◆ GOAL OF THE EXERCISE
In the listing below, identify each line with the word "lane" and return those lines.

◆ MATERIAL FOR THIS TASK
────────────────────
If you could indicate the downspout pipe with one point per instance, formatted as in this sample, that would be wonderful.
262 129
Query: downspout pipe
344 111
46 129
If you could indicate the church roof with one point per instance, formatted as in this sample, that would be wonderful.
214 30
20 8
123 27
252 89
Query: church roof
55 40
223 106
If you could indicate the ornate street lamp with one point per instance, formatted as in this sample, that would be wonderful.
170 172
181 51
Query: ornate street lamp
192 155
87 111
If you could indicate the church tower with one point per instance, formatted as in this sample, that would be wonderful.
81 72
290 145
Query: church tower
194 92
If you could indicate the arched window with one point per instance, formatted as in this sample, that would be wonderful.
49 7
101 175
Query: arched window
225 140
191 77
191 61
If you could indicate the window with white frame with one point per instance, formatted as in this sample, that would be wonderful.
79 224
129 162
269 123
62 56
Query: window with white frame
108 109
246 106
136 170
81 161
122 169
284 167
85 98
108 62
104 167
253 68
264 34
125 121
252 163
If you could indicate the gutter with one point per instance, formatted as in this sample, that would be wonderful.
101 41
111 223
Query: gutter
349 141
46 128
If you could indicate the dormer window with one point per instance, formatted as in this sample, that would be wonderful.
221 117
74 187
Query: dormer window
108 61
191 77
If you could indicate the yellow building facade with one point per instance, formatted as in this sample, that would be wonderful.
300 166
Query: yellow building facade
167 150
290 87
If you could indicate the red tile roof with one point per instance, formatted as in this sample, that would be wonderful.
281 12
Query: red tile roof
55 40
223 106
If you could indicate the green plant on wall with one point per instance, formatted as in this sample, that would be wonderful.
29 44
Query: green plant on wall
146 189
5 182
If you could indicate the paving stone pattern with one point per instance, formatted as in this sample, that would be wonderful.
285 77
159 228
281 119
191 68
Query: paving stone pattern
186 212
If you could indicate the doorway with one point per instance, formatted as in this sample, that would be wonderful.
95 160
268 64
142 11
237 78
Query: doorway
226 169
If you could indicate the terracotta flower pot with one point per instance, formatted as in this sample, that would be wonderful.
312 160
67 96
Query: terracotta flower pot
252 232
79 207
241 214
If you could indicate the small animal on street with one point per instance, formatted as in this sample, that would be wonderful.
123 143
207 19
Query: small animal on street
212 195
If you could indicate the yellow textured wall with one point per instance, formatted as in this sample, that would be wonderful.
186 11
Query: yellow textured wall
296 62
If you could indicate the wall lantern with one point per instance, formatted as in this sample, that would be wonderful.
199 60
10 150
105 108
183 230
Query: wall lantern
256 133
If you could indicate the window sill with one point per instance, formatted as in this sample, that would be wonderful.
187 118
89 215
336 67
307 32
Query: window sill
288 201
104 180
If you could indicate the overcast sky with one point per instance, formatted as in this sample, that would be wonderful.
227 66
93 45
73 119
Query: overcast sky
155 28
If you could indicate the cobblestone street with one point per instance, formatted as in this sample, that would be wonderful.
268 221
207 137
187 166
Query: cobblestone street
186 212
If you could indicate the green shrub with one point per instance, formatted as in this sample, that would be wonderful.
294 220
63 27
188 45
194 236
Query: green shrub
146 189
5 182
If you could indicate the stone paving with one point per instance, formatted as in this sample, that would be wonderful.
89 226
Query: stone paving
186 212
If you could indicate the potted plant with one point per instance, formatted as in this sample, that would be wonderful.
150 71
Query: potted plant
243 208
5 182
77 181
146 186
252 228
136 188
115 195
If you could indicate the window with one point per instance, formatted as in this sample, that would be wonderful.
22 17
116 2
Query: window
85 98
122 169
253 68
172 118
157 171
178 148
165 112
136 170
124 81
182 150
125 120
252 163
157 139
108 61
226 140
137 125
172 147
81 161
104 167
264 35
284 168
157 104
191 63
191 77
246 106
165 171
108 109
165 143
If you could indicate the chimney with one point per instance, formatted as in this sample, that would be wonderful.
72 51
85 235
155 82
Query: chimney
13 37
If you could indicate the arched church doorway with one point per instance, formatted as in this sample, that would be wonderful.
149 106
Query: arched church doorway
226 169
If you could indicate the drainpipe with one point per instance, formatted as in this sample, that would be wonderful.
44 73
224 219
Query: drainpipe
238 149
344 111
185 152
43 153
────────────────────
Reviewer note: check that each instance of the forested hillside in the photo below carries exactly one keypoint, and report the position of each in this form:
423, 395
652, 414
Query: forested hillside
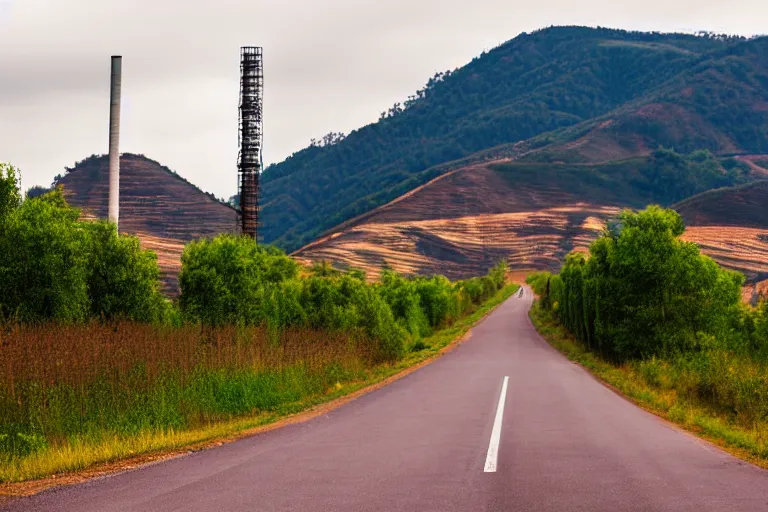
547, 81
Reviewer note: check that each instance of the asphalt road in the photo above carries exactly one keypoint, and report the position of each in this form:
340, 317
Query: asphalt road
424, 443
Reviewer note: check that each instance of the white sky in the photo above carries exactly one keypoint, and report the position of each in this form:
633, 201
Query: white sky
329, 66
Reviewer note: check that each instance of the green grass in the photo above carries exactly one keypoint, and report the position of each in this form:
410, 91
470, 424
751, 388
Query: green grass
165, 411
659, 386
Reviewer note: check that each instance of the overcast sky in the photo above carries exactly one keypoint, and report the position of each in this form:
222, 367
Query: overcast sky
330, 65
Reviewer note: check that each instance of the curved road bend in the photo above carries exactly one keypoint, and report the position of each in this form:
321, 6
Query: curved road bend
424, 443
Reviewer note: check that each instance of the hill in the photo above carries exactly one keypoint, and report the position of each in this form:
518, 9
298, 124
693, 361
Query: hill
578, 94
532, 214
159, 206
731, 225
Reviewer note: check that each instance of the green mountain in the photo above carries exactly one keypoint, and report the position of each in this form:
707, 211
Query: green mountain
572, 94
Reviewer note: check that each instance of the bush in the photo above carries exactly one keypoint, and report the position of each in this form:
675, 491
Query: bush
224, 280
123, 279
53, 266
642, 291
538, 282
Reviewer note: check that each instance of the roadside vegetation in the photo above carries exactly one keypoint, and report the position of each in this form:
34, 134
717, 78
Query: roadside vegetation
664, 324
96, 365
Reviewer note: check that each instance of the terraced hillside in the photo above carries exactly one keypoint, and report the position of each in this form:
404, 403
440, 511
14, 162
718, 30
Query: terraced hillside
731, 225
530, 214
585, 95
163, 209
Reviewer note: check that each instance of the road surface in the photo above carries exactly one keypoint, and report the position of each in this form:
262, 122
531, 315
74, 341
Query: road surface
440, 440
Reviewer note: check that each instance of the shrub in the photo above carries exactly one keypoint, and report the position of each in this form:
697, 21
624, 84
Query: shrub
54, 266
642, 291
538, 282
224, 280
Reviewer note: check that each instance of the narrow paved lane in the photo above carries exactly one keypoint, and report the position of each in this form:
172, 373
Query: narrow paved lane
────────────────────
◆ ANSWER SECTION
Reviewer note: check that each instance of the narrow paved lane in the photo above carries exactly one keypoint, and report the position of each in this form:
Query: narrow paved lane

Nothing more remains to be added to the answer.